MTPDK has had a linux version for awhile, but it was actually a special version of the program designed to be bridged with WINE, yabridge, or similar.

When you say “native linux version”…what gets unpacked from the zip file? is this a DEB file, or RPM, or is it still a specialized windows version that’s easy to bridge with WINE/yabridge tools?

EDIT: The system requirements page still lists Linux requirements as WINE & VST bridge. So I downloaded the zip and looked into the files and there are instructions for Arch, Fedora, OpenSUSE and Ubuntu installation. Summarized, the user just needs to copy the referenced folder/files to the hidden .vst directory in the users home directory. This sure looks a lot like other native Linux plugins I’ve installed!

I messaged the developer circa 2018-2019 to ask about a Linux version and he was at least kind enough to respond that a Linux version was on his development roadmap, but couldn’t say when it would happen. I’m glad to see he’s following through with it and wish him well. Good find Axel!

# # # # #

**WRITTEN EXERCISE 1**
Quote the passage from the post about the Linux plugin version, from "MTPDK has had" down to "yabridge, or similar.".

# # # # #

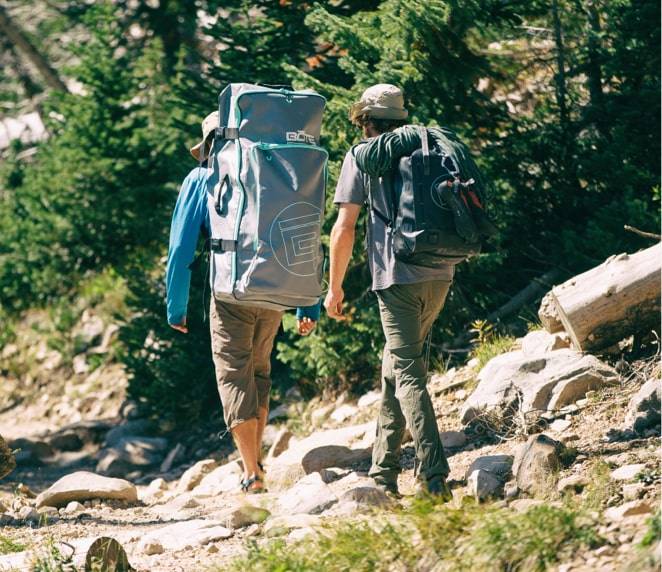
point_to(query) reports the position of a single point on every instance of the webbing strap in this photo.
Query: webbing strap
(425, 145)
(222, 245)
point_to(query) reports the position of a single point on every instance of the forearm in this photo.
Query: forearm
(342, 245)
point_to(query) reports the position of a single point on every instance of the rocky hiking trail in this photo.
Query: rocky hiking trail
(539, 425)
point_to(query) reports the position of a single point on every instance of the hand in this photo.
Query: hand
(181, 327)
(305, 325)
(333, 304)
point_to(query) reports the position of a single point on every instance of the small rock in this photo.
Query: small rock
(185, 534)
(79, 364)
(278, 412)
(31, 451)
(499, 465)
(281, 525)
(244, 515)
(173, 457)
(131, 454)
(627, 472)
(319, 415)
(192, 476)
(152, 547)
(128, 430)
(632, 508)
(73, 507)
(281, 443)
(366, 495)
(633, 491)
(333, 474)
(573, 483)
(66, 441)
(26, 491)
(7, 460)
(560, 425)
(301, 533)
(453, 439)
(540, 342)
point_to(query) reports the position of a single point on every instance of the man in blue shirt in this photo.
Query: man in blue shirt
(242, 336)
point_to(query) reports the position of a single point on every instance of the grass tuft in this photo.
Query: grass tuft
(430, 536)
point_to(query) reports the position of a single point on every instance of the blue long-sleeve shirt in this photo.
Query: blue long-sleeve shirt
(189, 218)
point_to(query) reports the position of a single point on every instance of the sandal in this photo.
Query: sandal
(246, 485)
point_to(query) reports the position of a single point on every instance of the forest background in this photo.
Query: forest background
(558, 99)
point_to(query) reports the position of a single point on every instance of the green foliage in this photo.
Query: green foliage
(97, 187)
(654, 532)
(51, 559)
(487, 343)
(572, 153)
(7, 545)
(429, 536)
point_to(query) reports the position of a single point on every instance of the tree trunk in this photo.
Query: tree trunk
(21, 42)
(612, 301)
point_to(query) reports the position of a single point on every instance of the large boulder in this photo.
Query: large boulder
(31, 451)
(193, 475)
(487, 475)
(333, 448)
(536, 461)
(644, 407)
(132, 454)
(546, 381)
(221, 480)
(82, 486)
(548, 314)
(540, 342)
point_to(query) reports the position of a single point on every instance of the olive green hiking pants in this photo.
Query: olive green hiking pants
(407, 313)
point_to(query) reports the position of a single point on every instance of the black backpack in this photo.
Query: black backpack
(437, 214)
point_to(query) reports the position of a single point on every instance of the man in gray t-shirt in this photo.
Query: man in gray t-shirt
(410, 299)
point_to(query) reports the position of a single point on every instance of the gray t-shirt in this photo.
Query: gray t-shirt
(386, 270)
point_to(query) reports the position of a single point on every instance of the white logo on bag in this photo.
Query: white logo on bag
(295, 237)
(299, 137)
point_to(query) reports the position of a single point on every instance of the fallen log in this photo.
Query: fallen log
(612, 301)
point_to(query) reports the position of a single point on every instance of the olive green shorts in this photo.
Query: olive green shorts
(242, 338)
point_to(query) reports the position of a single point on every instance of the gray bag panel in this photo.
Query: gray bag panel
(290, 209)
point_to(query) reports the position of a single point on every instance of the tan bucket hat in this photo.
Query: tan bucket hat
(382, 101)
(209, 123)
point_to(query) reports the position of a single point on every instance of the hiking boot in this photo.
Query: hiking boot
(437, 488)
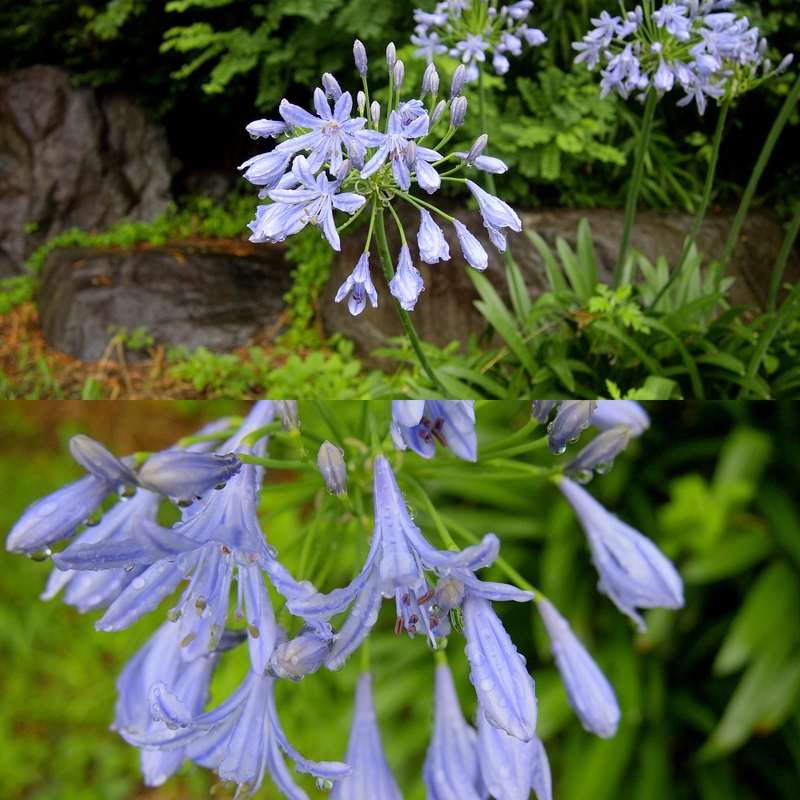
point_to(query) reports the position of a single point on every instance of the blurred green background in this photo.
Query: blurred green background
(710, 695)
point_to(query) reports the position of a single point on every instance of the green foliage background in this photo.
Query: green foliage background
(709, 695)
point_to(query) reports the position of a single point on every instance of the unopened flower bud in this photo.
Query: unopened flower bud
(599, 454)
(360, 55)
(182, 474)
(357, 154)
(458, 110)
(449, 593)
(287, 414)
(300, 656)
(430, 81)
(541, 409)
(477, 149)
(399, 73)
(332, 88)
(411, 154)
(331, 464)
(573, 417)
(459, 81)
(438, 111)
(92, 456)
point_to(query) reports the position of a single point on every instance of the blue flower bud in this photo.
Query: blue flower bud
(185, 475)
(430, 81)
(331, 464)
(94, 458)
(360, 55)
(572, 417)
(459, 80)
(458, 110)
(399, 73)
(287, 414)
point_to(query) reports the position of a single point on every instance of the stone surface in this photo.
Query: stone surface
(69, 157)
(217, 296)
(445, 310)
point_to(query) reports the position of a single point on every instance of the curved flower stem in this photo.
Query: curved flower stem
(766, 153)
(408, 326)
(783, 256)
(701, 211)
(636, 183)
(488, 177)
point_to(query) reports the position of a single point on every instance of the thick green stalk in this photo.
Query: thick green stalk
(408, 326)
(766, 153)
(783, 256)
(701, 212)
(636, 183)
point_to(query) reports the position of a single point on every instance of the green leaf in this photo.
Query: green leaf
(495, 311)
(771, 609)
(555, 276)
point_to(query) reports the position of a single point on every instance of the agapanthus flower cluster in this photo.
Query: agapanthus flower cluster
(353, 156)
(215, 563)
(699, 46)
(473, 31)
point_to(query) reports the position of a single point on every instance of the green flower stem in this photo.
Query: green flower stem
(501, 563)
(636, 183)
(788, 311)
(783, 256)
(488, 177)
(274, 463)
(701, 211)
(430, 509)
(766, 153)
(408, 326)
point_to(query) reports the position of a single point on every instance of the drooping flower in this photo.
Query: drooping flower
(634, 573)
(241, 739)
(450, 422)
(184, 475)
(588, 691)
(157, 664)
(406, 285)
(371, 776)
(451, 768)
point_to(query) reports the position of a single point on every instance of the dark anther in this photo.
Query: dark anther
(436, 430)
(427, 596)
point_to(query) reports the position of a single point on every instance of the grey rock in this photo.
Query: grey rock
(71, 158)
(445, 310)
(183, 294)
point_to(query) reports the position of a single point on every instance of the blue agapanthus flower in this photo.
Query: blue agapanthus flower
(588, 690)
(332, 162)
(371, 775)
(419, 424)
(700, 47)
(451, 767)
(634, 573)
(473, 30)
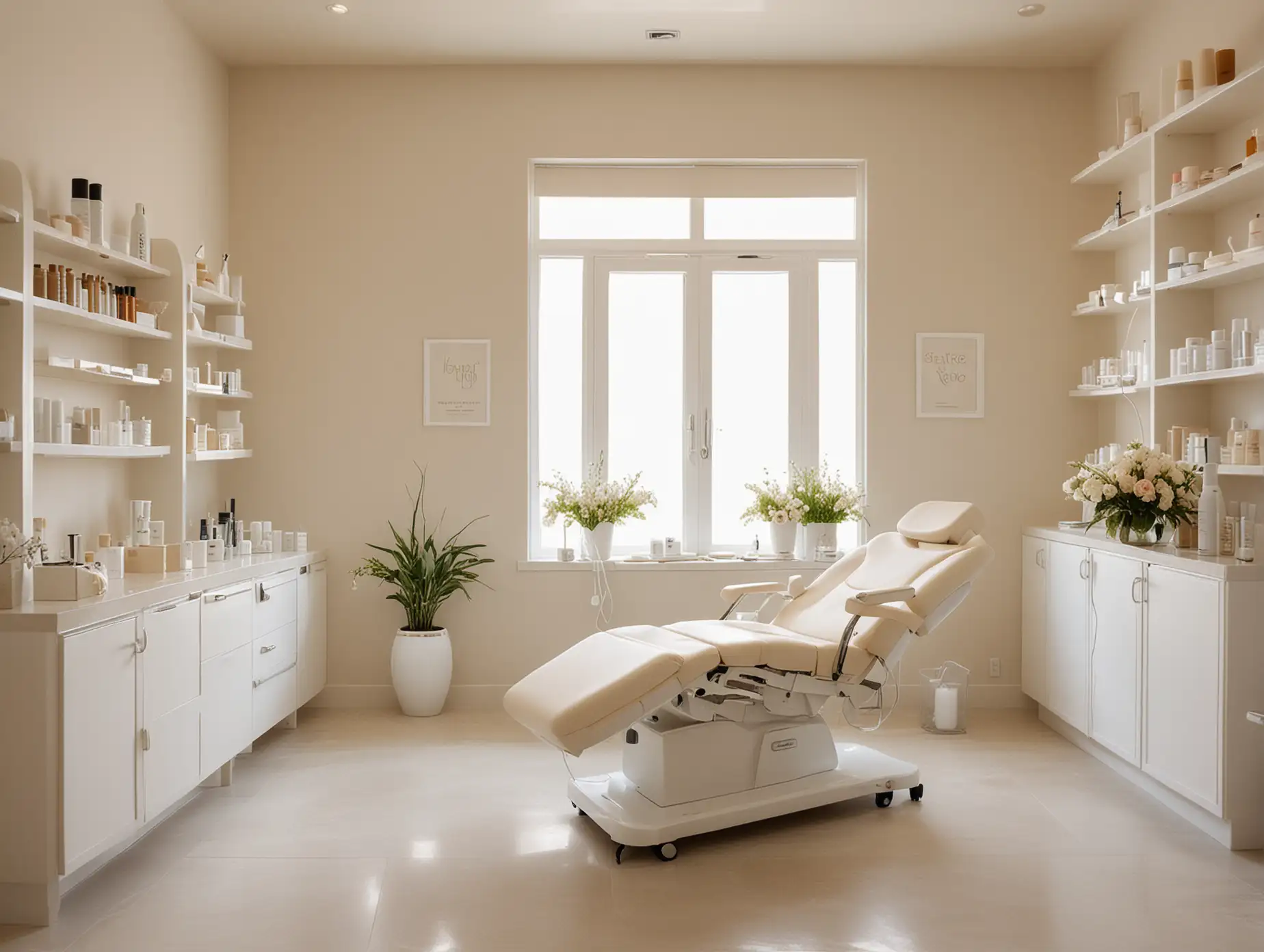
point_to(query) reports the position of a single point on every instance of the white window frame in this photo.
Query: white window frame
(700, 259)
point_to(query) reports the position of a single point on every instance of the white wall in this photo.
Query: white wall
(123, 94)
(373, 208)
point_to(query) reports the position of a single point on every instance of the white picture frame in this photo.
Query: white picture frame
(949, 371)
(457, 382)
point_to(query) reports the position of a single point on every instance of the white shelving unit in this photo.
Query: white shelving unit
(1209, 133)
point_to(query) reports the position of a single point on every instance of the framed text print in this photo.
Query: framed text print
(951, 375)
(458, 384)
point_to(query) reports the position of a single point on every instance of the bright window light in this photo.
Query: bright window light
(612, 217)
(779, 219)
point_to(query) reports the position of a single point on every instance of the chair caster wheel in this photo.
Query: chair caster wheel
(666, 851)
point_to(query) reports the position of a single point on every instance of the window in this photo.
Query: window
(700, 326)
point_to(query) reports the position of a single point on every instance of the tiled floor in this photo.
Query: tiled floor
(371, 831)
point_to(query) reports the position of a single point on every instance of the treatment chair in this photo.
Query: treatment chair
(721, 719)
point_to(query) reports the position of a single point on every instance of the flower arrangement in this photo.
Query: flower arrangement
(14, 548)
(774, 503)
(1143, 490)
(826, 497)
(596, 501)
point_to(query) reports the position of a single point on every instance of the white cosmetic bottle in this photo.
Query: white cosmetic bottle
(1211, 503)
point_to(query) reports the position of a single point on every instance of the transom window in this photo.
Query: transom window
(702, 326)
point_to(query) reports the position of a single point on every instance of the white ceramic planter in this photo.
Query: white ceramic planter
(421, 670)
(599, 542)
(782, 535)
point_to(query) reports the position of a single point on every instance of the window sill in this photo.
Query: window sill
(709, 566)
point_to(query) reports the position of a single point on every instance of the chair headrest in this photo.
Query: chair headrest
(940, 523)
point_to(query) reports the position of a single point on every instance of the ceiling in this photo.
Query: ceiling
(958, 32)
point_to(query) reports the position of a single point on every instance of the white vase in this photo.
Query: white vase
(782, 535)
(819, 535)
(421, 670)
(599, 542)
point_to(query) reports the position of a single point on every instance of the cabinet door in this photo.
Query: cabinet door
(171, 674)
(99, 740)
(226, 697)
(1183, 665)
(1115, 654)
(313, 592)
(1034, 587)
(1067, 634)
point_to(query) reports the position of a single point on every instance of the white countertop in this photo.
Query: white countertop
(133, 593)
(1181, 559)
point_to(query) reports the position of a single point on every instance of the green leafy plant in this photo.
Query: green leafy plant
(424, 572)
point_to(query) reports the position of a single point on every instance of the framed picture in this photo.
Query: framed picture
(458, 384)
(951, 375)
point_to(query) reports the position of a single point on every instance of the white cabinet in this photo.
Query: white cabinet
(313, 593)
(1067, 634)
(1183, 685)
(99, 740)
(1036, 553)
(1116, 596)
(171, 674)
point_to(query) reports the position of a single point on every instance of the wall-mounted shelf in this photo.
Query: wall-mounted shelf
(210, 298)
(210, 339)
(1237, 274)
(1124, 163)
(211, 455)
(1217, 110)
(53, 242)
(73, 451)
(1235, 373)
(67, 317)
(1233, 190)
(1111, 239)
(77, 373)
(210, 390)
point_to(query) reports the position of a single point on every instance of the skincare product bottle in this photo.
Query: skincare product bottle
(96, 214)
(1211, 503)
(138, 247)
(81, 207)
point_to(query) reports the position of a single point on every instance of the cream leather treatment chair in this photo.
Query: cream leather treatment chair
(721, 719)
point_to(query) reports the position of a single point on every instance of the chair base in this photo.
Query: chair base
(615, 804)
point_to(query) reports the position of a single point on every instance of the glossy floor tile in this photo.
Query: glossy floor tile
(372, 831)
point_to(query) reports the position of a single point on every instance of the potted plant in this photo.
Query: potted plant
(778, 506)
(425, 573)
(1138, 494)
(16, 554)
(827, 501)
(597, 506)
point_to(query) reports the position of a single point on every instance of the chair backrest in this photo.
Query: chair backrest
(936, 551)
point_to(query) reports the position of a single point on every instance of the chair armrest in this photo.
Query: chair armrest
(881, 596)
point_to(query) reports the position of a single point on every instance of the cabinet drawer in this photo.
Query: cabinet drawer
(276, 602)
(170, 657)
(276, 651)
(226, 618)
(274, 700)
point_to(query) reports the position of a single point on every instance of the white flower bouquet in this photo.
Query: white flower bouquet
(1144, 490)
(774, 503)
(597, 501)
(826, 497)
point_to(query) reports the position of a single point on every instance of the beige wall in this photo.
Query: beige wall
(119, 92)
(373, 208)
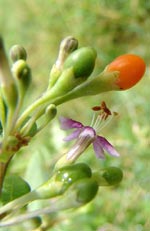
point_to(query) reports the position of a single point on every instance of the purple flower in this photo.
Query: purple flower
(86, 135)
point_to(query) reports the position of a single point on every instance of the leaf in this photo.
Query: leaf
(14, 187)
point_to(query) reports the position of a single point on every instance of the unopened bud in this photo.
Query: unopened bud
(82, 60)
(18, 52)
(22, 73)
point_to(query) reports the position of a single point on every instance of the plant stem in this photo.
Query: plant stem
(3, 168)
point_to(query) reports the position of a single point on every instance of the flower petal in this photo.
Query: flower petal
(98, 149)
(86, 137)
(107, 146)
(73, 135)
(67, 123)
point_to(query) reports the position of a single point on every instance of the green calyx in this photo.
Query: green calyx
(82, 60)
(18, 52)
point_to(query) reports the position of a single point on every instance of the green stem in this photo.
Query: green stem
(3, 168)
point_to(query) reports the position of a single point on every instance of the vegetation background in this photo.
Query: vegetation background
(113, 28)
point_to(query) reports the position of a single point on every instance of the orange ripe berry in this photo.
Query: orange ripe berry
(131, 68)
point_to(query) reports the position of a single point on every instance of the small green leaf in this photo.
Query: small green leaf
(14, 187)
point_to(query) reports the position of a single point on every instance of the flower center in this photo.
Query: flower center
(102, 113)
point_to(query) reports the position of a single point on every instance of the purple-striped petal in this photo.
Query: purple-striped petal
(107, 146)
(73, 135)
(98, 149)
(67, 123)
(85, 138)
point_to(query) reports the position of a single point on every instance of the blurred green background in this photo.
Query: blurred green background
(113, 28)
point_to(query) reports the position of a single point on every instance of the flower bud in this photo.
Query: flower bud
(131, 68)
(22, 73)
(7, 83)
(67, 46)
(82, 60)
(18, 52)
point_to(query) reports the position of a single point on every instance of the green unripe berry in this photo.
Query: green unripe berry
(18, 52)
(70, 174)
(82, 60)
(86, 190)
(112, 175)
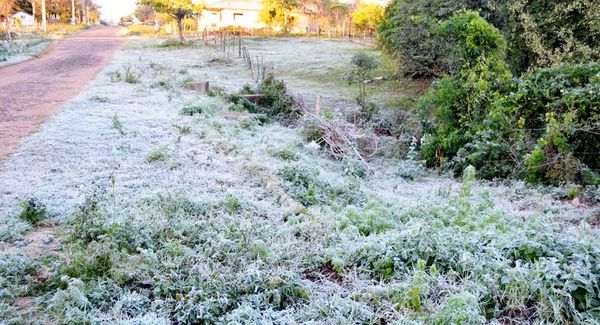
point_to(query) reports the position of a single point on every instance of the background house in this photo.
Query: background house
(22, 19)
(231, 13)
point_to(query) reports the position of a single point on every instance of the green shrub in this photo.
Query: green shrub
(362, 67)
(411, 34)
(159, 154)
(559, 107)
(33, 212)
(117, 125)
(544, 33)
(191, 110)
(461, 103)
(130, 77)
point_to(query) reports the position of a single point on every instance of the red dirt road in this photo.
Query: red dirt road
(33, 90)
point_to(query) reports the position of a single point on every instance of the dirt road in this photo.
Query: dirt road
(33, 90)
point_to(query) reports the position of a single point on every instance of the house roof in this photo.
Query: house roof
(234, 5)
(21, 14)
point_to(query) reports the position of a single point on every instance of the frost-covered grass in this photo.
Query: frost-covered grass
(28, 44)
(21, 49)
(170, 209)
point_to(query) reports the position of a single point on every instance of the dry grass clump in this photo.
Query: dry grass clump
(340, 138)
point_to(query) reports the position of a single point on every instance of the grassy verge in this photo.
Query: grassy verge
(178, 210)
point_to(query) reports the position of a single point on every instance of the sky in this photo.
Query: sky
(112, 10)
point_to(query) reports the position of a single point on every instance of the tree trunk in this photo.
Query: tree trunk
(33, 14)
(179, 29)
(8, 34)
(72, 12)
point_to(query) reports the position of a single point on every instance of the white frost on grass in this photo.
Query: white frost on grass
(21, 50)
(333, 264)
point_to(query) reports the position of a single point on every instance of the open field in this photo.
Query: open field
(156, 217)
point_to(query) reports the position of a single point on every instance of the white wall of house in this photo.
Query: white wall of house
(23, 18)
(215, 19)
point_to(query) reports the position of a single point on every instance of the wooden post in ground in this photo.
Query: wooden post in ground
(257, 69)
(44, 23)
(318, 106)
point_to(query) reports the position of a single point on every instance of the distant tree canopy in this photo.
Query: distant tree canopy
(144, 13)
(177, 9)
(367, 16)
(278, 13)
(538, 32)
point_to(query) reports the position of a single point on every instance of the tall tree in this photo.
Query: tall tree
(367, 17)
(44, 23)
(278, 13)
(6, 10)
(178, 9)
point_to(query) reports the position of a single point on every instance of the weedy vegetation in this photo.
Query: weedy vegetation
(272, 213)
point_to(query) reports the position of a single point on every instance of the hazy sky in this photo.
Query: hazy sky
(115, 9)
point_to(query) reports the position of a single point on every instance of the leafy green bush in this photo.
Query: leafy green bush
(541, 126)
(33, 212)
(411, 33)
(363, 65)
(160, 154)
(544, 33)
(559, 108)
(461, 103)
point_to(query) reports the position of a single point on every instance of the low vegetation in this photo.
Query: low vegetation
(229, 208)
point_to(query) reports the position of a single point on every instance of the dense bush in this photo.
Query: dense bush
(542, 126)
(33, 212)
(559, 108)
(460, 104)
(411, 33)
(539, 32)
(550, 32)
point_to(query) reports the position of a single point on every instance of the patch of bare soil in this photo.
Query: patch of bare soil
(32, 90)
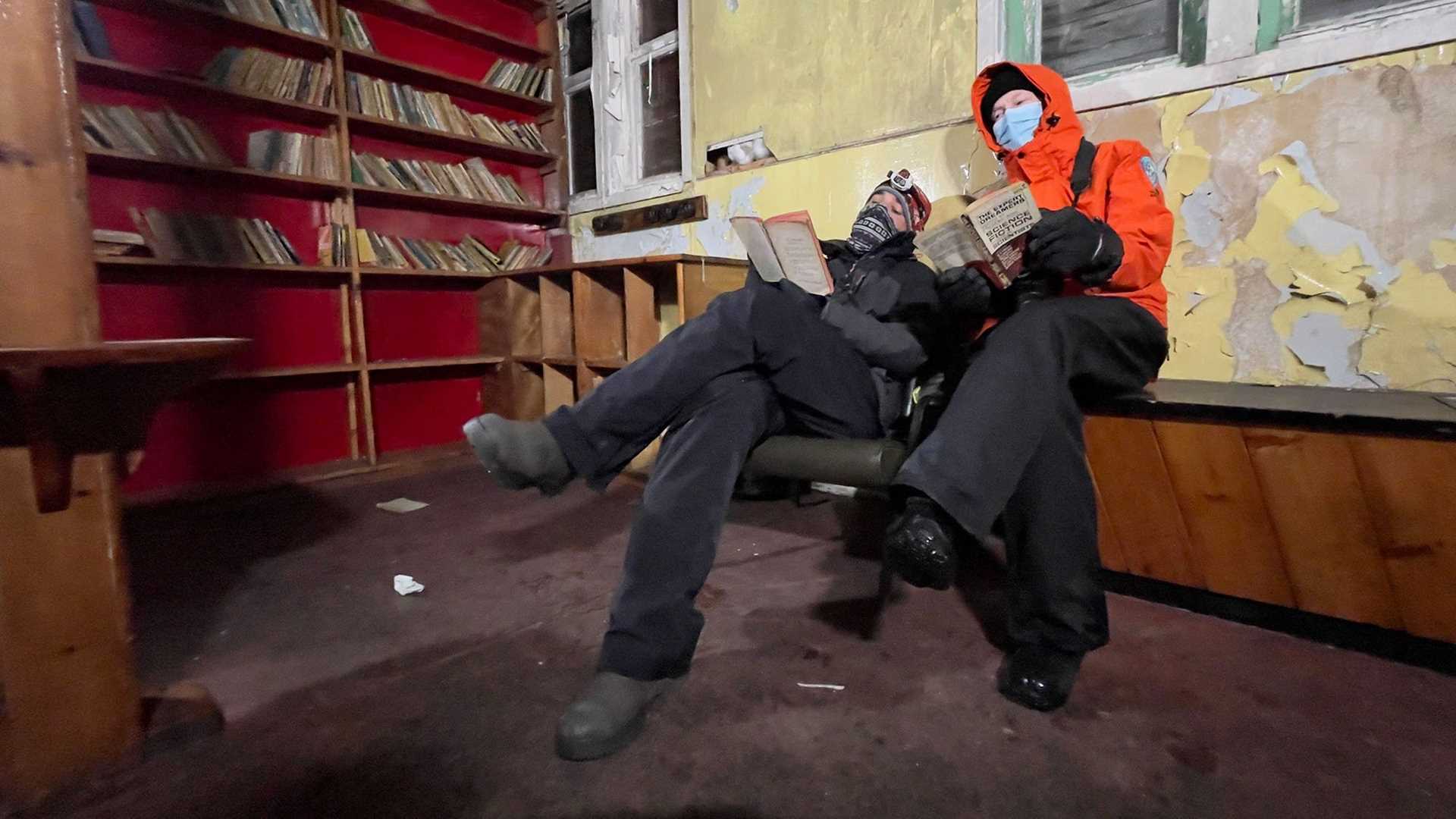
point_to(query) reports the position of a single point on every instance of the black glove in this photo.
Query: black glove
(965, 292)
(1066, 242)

# # # # #

**WRITTEN EXERCISE 2**
Rewrite every line of the records from the one containing "glove in this photo." down to the end of the records. Keep the requests, and add 39 to each coordinate in the answers.

**WRITTEN REPLY 1**
MTPDK has had a linux version for awhile, but it was actually a special version of the program designed to be bridged with WINE, yabridge, or similar.

**WRITTEN REPLY 2**
point_to(query) reports the position of a single point on every instance of the black glove in this photo.
Query: black glove
(1004, 331)
(1105, 281)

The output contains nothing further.